(Set task): Rename "instance" to "occurrence" throughout the items below, and repeat them with nothing else changed.

(Input rows):

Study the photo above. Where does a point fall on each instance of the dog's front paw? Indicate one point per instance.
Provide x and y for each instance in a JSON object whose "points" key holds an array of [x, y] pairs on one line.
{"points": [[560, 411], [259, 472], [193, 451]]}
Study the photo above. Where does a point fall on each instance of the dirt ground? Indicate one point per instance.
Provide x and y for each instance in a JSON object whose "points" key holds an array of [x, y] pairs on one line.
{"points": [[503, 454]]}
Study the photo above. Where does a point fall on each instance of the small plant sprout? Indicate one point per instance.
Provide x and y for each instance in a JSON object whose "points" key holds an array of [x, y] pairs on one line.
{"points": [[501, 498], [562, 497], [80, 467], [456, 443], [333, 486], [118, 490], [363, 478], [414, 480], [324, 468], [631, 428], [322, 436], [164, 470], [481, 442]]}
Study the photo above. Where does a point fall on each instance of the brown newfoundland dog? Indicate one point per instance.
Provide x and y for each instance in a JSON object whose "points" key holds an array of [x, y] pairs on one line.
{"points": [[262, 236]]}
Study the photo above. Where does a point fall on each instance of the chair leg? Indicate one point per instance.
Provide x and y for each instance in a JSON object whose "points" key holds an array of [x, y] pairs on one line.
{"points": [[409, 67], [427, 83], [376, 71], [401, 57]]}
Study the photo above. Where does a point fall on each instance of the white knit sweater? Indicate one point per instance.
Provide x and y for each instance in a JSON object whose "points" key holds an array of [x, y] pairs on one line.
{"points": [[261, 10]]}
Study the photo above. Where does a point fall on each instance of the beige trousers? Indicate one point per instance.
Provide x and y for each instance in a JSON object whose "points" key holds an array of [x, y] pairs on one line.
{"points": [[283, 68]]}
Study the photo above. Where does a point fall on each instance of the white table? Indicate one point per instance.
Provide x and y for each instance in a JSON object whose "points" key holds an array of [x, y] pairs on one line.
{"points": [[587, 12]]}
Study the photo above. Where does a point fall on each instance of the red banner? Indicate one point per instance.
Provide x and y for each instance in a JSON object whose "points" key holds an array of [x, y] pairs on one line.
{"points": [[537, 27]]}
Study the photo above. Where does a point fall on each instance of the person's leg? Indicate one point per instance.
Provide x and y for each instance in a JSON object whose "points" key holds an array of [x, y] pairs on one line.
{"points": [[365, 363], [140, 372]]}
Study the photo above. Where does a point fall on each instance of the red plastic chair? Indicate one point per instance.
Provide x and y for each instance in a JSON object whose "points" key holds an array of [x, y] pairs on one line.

(Written answer):
Study the photo above. Where does a point fall on each occurrence of the dog's front paw? Indicate one point per occurrence.
Provide x and y for each occurrence in a JSON object whose "points" key holds an array of [x, y] pairs on one line.
{"points": [[560, 411], [259, 472], [193, 451]]}
Study the photo above. Where does a point fall on each occurrence of the dirt ground? Indicate one point per occurrence.
Provide x and y for each occurrence in a JSON object whose "points" key holds an array of [x, y] pairs on one line.
{"points": [[503, 454]]}
Study the photo above. Where does a point fall on each occurrence of the small plant sprout? Indicate one point per occurrence.
Provide x and y for each occurrence in a JSON object whose "points" key holds an array of [x, y] pairs on one line.
{"points": [[501, 498], [562, 497], [80, 467], [456, 443], [333, 486], [118, 490], [363, 478], [414, 480], [324, 468], [631, 428], [322, 436], [164, 470], [481, 442]]}
Study the photo above. Where does a point fall on each occurrence of the brown newfoundland dog? Indicate one point per occurrence.
Provide x and y for each occurrence in a JSON object whose "points" key holds an array of [x, y] pairs on one line.
{"points": [[262, 236]]}
Study the photo above. Where does a point fall on each occurrence of the chair leg? Indicate one point per occurrence.
Provide x and y for each occurrence in a JSON object whose "points" key holds an array of [x, y] pairs on one line.
{"points": [[409, 67], [427, 83], [376, 71], [401, 57]]}
Study the photo above. Where does a point fall on each occurrence of the white knit sweater? Indicate one point per occurrence.
Provide x and y for each occurrence in a JSON object whose "points" key holds an array of [x, y] pairs on one line.
{"points": [[261, 10]]}
Study the photo above. Where does a point fall on each occurrence of the beige trousers? Indicate one point per occurrence.
Provide x and y for each occurrence in a JSON object whose "points" key holds an array of [x, y] pairs on one line.
{"points": [[283, 68]]}
Study the photo above. Where does a point fall on each occurrence of the white table? Indicate one point per occurrence.
Provide x and y for each occurrence in a JSON object whose "points" key holds an array of [x, y] pairs on one line.
{"points": [[587, 12]]}
Study the photo above. Where does a point fall on each occurrence of the red banner? Indicate one point per occurrence.
Provide x and y for each occurrence in a JSON object whose "points" key holds an array of [x, y] pairs on one line.
{"points": [[537, 27]]}
Study the photo above. Where does a point fall on each occurrence of the person's leg? Indicate one point per occurrence.
Provide x and y for each occurrence in a JSON object whose "points" key holds an array of [x, y] pairs on one line.
{"points": [[365, 363], [140, 372]]}
Study the photo above. Where does a point fall on each occurrence of the red plastic chair? Indicate one point per occurrence.
Provide x and y for each occurrence in a JSON object whose "points" key holds an array of [x, y] pairs on one line.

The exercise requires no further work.